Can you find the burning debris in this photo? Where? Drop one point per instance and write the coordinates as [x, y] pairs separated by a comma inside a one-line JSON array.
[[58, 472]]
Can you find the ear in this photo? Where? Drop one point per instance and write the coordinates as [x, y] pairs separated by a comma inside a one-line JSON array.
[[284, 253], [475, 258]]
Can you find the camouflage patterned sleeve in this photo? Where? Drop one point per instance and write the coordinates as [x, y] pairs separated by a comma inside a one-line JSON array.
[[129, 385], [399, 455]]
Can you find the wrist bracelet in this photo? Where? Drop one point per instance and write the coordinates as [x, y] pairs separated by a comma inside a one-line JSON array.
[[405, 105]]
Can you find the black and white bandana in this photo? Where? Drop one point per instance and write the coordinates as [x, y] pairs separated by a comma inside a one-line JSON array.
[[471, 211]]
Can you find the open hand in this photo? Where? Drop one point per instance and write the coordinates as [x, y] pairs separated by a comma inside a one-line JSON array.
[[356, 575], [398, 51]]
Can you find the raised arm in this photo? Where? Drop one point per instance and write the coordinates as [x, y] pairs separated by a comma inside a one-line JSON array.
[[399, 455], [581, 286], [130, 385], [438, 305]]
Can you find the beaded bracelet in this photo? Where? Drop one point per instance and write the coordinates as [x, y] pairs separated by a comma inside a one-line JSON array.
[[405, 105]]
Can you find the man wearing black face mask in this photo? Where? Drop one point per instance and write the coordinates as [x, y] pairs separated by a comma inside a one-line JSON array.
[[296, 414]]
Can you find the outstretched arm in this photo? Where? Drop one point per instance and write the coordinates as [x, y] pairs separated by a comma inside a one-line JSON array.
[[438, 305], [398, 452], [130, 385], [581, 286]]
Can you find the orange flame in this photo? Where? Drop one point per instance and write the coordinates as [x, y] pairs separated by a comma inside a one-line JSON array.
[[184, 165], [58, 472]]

----

**Task directions**
Each line of the data must be retyped exactly as written.

**Solution to this exercise**
Can you find the burning debris in this photo? Where? Drop one point per instance and write the coordinates as [x, y] pairs separated by a comma inside a one-line JSON array.
[[58, 472]]
Can you find the ear in this photo? Where? Drop one point per instance and write the coordinates as [x, y] pairs separated by a comma inside a one-line JSON array.
[[284, 253], [475, 258]]
Can you find the camouflage patterned sleeve in this photo? Where? Drop one point per instance and write the coordinates as [x, y] pairs separated by a comma inside a one-line JSON array.
[[129, 385], [399, 455]]
Can you find the wrist bracelet in this photo? Where? Drop one point per instance and write the coordinates as [x, y] pairs separated by a comma inside a one-line JSON array.
[[405, 105]]
Can you find the black and white bandana in this photo? Where? Drop one point per instance and write the coordinates as [x, y] pairs separated by a comma inside a one-line JSON array.
[[471, 211]]
Can you find the open hand in this photo? Where? Drop one point per instance and write the coordinates as [x, y] pairs separated by a comma inside a one-line JSON array.
[[356, 575], [398, 51]]
Can you find the raised arm in this photo? Where? Drop one point per instance and write the coordinates as [x, y] pairs separated by a comma inside a one-line JSON array.
[[399, 455], [581, 286], [130, 385], [438, 305]]
Can you find the beaded bracelet in this photo? Where? Drop one point per instance and write the coordinates as [x, y] pairs separated by a comma inside a one-line JSON array.
[[405, 105]]
Can you find the man wearing black face mask in this photo? Where? Drop one point per instance and write the coordinates as [x, y] pairs separated by a comma inside a one-line JSON array.
[[296, 414]]
Can you find the outstretched arm in this photo? Where? Drop one point per instance and write the coordinates as [x, y] pairs separated by a comma inside a one-line JSON array.
[[438, 305], [398, 452], [130, 385], [581, 286]]
Can you find the orange flame in this photo? Where? Drop one point per instance and write the coordinates as [x, y] pairs separated by a comma inside a one-line JSON array.
[[184, 165], [58, 472]]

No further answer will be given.